SHORT TASK A:
Rewrite the rows as a numbered list. Start at the first row, stop after the line containing "[(75, 493)]", and leave out any blank lines.

--- start SUPPLIED PASSAGE ---

As a sculptor I have installed my creations in outdoor exhibitions and the private gardens of my buyers. I align my work with the relatively new tradition of “modernism”, founded by sculptors in the first half of the 20th century. Based on these, I am looking for simplicity and strength of form, with taut volumes and flowing lines, distilling an essence of emotion and beauty. Brancusi, Picasso, Hepworth, Moore, Epstein, Archipenko and later on Frink are all part of this lineage that I feel connected to.
Sculpture is often displayed indoors, in homes, churches, civic buildings and palaces. Nonetheless, plenty of sculpture can be found outdoors: monuments in city squares; temple sculptures in India, Greece or Rome; colossal sculptures, for religious purposes or as landmarks; mythical parks, be they Mannerist, Baroque or Neo-Classical.
It was sculptors like Richard Long and Antony Gormley from the 1960’s onwards, and later on Andy Goldsworthy with his environmental sculpture, that prepared the ground to take sculptures into nature; a wood, a lonely moor, a beach or the sea at high tide. And as sculpture parks opened their gates to the general public, sculptures for private gardens grew in popularity.
This new development reinvigorated and put a greater emphasis on gardens as a new setting for a contemporary sculpture. Sited sympathetically, a sculpture can enhance a garden and give emphasis to design and plantings throughout the year.
Ideally, both the garden and the sculpture should become equal partners in creating a new, living and artistic whole.

--- end SUPPLIED PASSAGE ---
--- start GIVEN RECORDS ---

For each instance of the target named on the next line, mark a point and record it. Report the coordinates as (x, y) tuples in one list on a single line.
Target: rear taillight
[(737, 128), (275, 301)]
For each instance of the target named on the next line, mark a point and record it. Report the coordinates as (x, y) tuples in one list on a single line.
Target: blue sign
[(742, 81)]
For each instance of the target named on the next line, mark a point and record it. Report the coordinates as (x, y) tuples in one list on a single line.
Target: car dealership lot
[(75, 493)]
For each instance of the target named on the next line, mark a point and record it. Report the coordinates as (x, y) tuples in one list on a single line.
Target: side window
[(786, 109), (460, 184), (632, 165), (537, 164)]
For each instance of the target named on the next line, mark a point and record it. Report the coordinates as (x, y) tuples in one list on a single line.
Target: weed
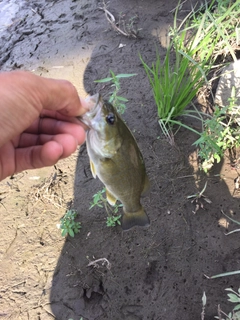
[(115, 99), (233, 220), (233, 297), (221, 132), (113, 221), (68, 225), (100, 201)]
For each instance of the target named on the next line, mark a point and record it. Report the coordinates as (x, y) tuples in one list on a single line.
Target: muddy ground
[(155, 273)]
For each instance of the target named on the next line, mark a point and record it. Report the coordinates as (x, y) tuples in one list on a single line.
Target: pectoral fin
[(131, 219), (93, 169), (146, 186), (110, 198)]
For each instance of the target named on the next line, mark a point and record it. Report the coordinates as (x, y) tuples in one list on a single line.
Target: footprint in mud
[(132, 312)]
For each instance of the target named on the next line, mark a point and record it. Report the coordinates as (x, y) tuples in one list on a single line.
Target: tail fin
[(131, 219)]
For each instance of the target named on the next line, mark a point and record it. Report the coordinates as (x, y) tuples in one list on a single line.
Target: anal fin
[(93, 169), (110, 198)]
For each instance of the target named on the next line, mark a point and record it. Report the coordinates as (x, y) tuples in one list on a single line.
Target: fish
[(116, 160)]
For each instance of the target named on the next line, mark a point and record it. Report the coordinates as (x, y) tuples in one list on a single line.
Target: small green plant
[(221, 132), (115, 99), (233, 297), (100, 201), (68, 225), (113, 221)]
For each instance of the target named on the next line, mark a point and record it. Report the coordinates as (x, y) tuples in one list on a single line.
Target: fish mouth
[(92, 107)]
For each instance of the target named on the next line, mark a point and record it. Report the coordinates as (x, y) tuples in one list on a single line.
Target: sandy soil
[(156, 273)]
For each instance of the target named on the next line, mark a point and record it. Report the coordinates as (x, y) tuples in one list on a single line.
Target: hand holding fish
[(38, 121), (116, 160)]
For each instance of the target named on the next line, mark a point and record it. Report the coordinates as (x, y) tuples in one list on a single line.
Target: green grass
[(68, 225), (118, 101), (100, 201)]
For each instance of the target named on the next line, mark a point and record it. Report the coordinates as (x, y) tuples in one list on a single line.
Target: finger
[(24, 95), (29, 140), (45, 155), (52, 126)]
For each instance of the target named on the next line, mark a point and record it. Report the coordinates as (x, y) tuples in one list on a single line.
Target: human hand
[(38, 124)]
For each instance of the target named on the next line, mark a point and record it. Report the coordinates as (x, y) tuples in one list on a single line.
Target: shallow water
[(8, 11)]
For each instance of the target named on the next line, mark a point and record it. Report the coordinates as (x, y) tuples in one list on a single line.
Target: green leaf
[(233, 298), (64, 232), (104, 80), (71, 233), (237, 307), (126, 75), (204, 299)]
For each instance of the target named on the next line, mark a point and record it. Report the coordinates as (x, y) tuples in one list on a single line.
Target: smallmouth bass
[(116, 160)]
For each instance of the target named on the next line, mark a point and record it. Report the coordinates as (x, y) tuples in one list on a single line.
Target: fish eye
[(110, 118)]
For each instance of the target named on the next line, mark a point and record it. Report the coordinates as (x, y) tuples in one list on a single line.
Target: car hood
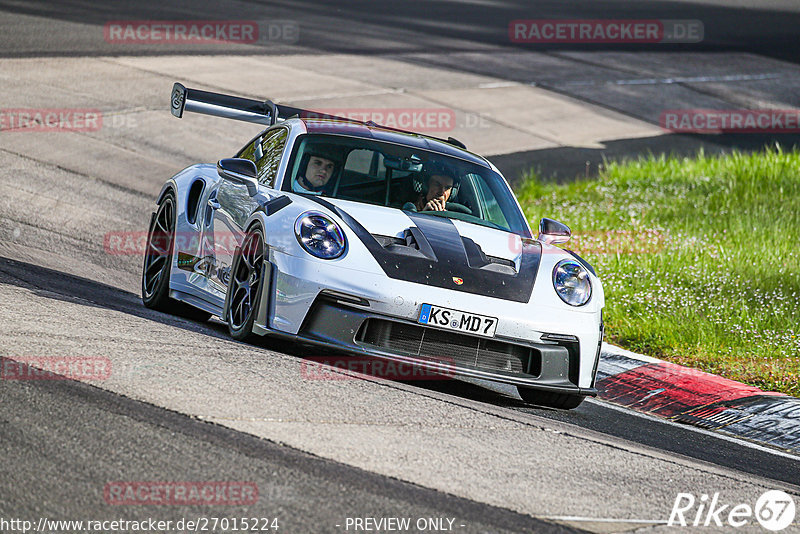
[(441, 252)]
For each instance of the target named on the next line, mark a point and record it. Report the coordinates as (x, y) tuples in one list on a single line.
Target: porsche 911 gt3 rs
[(374, 241)]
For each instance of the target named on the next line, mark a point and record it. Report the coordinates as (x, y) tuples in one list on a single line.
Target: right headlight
[(571, 282), (320, 236)]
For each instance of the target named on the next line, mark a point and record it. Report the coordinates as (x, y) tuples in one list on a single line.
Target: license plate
[(469, 323)]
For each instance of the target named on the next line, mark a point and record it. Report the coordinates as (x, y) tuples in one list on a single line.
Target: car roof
[(389, 135)]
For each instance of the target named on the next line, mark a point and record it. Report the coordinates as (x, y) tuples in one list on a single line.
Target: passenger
[(437, 185), (319, 168)]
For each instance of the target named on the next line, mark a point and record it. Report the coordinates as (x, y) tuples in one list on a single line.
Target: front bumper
[(545, 366)]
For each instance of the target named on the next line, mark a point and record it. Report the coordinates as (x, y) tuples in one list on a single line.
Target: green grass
[(700, 258)]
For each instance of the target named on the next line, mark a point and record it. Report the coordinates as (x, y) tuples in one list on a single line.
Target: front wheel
[(563, 401), (158, 263), (246, 285)]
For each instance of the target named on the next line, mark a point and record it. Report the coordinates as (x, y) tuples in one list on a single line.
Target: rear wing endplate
[(233, 107)]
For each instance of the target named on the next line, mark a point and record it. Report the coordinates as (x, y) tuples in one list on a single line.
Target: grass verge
[(700, 258)]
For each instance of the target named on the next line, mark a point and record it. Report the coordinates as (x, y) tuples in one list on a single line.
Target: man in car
[(437, 187), (319, 168)]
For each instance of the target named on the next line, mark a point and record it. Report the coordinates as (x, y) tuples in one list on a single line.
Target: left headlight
[(320, 236), (571, 282)]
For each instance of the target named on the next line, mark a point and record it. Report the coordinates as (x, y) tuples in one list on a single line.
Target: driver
[(437, 186), (317, 172)]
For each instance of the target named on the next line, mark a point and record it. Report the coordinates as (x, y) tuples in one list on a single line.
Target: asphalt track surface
[(60, 441)]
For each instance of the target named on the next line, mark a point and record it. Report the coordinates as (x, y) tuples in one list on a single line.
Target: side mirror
[(239, 171), (553, 232)]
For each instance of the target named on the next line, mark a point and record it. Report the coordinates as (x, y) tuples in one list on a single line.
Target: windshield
[(402, 177)]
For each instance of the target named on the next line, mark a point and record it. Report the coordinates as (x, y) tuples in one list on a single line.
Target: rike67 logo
[(774, 511)]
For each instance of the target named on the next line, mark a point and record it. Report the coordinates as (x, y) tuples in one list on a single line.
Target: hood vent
[(413, 243)]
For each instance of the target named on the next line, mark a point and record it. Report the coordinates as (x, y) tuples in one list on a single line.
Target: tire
[(563, 401), (246, 285), (158, 261)]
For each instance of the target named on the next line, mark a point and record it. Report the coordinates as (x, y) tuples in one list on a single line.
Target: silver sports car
[(376, 242)]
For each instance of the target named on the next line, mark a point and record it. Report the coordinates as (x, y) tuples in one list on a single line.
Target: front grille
[(449, 347)]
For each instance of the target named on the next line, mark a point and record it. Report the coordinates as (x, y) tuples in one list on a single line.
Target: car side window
[(265, 151)]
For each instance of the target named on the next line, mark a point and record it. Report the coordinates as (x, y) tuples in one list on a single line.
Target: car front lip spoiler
[(442, 368)]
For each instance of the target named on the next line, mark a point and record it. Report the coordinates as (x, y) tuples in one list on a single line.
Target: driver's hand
[(434, 205)]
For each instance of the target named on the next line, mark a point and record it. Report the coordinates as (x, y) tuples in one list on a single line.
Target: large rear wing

--- end GIVEN RECORDS ---

SHORT TASK B:
Extend the passage on sculpture in gardens, picking up after its final sentence.

TASK RESULT A:
1. For each instance of the target named on the next line, mark a point and record it. Report the coordinates as (x, y) tuples in one list on a single line.
2. Target: rear taillight
3. [(737, 128), (275, 301)]
4. For each instance of the target named on the next line, mark a point and record it. Report the coordinates as (x, y) tuples in one list on a single line.
5. Target: blue sign
6. [(742, 81)]
7. For each instance of the target named on the next line, mark a point and record it. Report the coordinates as (x, y) tuples in one list on a single line.
8. Target: car dealership lot
9. [(75, 493)]

TASK RESULT B:
This approach to siting sculpture is diametrically opposed to the idea of a clean, neutral gallery space, in which the sculpture is the sole protagonist.
Compare for instance the installation of Elizabeth Frink’s ”Runner” in either a controlled or a living environment: freely jogging in a London park, or pointlessly running on the spot inside a gallery.
Siting a sculpture is therefore is art form in itself, and involves both practical, rational, intuitive and creative skills.
2. Themes and Feelings
To start with, many choices have to be made and decisions to be taken.
a) In singling out a sculpture with a particular garden in mind, one needs to determine what kind of relationship between the two one envisages:
- The sculpture as the main protagonist, with the garden serving as a suitable stage to present it to its best advantage;
- The sculpture as an equal partner within the garden, integrating with it to form a coherent whole
- The garden and the sculpture are one and the same
b) The types of sculptures created with a garden in mind vary widely:
- Sculpture mimicking nature: plants, geological forms, pebbles… The sculpture uses patterns and formal elements of plant growth: the spiral (fern ); the flower; the tree; the vegetable or fruit. They might be abstracted and simplified; or they are realistic and greatly enlarged
- Animal sculpture: you will find many naturalistic sculptures mimicking animals (e.g. deer grazing) to populate the man-made nature; some are more abstracted.
- Figures and heads: to represent the human presence within nature
- Abstract sculpture: in distinction to representational sculpture (flora, fauna and human form), abstract sculpture does not refer to another thing; instead, it is an object in its own right, filling and structuring the natural space.
- The garden, or a part of it, becomes a sculpture/ installation in its own right – Topiaries, and some of the Japanese Zen gardens might fall into this category.
c) And lastly, when placing a sculpture in the garden, one should consider the emotional response one hopes to elicit:
- Respect – status authority and formality
- Awe, a sense of mystery
- Surprise and excitement
- Humour, a joke or surreal displacement
- Beauty, harmony, ease
- Reflection and calmness?
3.Height of Sculpture
Depending on their height, sculptures may be displayed on plinths, architectural supports or platforms, or positioned on lawns.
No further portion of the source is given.